┌─ 提供された抜粋

当社グループでは、以下のような企業理念を掲げ、本理念を具現化するために、安心・安全で最適なグリーンエネルギーの供給と人々の目の前も心も照らす光を創造することにより、社会貢献を果たし、持続可能な脱炭素化社会に貢献することを目的とした事業を行っております。
Best Values(最高の価値、愛すべき未来)
■ 先進的な商品・業務・サービスの提供を中心に、価値の創造を通じて社会生活の改善と向上を図り、社会の持続可能な発展に貢献し続けます。
■ 価値の提供によって[Excellent Creative Company]のビジョンのもと、従業員の幸福、お客様・社会とのWin-Win関係、企業価値・株主価値の向上・最大化を図り続けます。
■ 価値の提供、愛と感動を原動力にAbalanceグループは成長し続けます。

└─
┌─ 保存データ

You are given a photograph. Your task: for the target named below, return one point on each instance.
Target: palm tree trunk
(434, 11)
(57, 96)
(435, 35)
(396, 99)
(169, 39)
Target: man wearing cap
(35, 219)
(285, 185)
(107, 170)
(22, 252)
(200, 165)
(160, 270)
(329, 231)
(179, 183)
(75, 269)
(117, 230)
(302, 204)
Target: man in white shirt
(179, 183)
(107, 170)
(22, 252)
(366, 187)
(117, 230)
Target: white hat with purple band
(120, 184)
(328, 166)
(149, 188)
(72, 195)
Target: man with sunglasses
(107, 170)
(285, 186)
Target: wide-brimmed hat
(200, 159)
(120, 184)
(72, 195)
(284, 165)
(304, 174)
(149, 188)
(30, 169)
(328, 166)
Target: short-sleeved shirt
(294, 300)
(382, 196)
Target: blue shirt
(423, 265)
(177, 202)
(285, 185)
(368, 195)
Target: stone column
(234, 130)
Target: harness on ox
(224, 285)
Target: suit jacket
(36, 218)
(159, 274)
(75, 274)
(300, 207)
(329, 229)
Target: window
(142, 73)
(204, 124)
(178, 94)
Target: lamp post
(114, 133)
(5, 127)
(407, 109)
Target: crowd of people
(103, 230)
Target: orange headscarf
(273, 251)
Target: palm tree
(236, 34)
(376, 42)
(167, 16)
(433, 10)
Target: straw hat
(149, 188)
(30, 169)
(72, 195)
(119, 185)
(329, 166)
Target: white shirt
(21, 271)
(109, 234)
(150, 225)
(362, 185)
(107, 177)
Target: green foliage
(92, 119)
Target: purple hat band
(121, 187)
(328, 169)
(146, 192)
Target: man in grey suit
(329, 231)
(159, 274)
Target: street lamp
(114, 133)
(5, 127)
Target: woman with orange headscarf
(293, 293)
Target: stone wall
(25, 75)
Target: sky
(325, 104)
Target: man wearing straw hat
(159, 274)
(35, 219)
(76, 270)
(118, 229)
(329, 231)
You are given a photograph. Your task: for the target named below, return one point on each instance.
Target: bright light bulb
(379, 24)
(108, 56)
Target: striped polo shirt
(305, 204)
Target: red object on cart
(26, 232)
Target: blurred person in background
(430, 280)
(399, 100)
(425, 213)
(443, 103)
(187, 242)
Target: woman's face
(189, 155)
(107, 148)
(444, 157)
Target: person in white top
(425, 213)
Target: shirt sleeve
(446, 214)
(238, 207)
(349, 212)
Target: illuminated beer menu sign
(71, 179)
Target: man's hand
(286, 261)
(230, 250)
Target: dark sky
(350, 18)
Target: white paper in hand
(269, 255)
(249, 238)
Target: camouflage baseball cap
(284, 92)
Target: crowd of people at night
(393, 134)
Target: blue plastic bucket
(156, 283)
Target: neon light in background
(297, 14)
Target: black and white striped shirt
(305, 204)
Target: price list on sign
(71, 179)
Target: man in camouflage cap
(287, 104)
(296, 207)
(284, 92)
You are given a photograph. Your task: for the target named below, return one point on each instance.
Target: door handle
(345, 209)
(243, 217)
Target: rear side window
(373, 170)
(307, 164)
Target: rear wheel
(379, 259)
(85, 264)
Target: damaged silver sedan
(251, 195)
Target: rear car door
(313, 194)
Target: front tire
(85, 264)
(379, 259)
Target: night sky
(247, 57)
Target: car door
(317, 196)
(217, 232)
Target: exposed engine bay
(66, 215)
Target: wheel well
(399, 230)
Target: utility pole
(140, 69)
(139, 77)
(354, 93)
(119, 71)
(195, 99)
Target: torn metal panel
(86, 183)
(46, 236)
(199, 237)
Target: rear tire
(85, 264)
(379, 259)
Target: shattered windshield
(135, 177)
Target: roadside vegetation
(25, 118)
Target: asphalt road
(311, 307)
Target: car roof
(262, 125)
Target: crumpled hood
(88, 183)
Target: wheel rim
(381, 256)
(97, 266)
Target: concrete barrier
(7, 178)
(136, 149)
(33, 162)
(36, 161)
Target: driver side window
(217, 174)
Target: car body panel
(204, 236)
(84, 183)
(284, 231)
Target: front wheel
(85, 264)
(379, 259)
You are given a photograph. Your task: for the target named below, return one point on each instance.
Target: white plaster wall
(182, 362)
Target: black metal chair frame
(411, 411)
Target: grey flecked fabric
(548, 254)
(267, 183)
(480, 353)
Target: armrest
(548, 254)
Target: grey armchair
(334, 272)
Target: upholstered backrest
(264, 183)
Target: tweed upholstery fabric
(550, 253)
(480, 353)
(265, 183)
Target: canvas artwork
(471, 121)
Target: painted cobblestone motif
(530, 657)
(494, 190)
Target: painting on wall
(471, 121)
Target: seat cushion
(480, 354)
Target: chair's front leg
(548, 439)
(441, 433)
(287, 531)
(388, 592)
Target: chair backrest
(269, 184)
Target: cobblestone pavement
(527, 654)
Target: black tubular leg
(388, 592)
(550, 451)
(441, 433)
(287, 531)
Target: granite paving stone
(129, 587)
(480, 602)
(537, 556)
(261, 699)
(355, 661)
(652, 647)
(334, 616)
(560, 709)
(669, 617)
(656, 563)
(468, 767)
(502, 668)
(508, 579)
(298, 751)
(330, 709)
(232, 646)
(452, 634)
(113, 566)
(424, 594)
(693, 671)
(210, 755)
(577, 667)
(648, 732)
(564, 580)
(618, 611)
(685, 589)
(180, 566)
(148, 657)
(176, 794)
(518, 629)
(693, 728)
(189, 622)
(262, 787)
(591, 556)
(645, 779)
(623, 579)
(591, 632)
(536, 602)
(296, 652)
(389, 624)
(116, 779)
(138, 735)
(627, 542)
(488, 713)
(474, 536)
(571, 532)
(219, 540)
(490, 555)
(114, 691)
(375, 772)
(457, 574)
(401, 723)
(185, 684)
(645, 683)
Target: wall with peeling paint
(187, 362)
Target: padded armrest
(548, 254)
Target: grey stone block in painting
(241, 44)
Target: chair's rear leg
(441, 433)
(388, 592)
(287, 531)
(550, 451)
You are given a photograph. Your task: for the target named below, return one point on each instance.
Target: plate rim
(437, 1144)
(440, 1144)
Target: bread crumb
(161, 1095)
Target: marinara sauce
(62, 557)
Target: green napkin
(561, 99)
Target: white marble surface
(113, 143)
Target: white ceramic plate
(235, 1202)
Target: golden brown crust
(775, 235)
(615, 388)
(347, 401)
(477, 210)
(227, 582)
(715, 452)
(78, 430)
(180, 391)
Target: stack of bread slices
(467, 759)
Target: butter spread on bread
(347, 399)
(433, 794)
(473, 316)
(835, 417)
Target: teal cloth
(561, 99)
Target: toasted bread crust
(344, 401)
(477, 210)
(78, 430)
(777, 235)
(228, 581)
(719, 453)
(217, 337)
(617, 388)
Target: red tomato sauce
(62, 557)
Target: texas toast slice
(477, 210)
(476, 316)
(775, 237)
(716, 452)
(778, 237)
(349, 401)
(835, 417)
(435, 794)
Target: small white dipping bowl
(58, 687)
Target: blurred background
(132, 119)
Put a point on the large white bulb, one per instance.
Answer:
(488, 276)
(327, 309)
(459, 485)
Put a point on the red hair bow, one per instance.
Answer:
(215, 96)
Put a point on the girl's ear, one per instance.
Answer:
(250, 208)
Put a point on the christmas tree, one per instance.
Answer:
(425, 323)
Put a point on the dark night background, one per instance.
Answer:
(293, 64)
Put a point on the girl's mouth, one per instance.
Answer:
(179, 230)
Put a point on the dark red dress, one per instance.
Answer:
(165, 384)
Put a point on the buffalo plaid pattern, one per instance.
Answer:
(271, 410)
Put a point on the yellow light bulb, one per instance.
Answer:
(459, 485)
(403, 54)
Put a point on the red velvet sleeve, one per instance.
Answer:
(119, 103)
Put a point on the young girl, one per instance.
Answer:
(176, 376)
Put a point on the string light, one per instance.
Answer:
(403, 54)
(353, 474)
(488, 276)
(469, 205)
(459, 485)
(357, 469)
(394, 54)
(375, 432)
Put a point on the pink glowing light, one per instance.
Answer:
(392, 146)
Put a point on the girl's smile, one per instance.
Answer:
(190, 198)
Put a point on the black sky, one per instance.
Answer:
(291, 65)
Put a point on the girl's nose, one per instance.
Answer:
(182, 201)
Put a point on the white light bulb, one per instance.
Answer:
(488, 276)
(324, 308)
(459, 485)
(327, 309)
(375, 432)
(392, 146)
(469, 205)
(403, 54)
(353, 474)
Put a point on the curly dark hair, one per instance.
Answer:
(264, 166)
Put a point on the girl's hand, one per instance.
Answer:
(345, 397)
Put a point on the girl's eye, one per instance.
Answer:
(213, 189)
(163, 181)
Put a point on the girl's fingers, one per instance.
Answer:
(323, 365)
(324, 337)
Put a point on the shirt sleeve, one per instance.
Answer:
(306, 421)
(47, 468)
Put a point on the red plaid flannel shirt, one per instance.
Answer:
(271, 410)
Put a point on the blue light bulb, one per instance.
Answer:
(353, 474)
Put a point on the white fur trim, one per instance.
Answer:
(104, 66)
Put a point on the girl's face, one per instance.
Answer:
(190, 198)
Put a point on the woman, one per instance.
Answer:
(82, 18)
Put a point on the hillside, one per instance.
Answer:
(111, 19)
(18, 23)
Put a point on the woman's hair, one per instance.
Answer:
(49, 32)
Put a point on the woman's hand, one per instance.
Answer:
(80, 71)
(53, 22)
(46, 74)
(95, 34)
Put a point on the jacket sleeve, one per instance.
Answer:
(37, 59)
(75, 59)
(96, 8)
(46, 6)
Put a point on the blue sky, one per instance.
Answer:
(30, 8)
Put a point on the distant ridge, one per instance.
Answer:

└─

### [課題 1]
企業理念の抜粋について、次の問いに答えてください。
(a) 理念として掲げられている英語の語句は何ですか。
(b) 価値の提供のもとにあるビジョンは何と呼ばれていますか。
(c) 成長し続けるとされているのは何というグループですか。
### [課題 2]
企業理念の抜粋を、最後の文の後から書き延ばしてもらえますか。
エントリーはここでは使いません。

### [回答欄 1]
(a) Best Values
(b) Excellent Creative Company
(c) Abalanceグループ

### [回答欄 2]
2030年グループが目指す姿として、「再生可能エネルギーの中核的グローバル企業」となることを目標に据え、保有発電容量1GW、年間製造目標8GWを成長戦略の柱としております。2021年10月には、中期経営計画(2022-24年度)を発表しておりますが、当該計画は2030年グループビジョンを実現するための助走期間と位置付けており、当社グループの持続的成長と社会価値を両立しながら、企業価値の最大化を図るための重要な3ヵ年と考えております。
<企業価値向上への強化施策について>
・VSUN業績の拡大、持続的な成長、及び利益率の改善
・自家消費案件(ノンフィット、ノンファーム)の申請強化、ソーラー・シェアリングの推進、脱炭素化を目指す企業(SBT,RE100等)、自治体、新たな事業機会への訴求・ソリューションの提示
・再エネ分野を中心としたM&Aの実行、多様な資金調達手段の確保
・自己資本比率の計画的な向上(財務健全化)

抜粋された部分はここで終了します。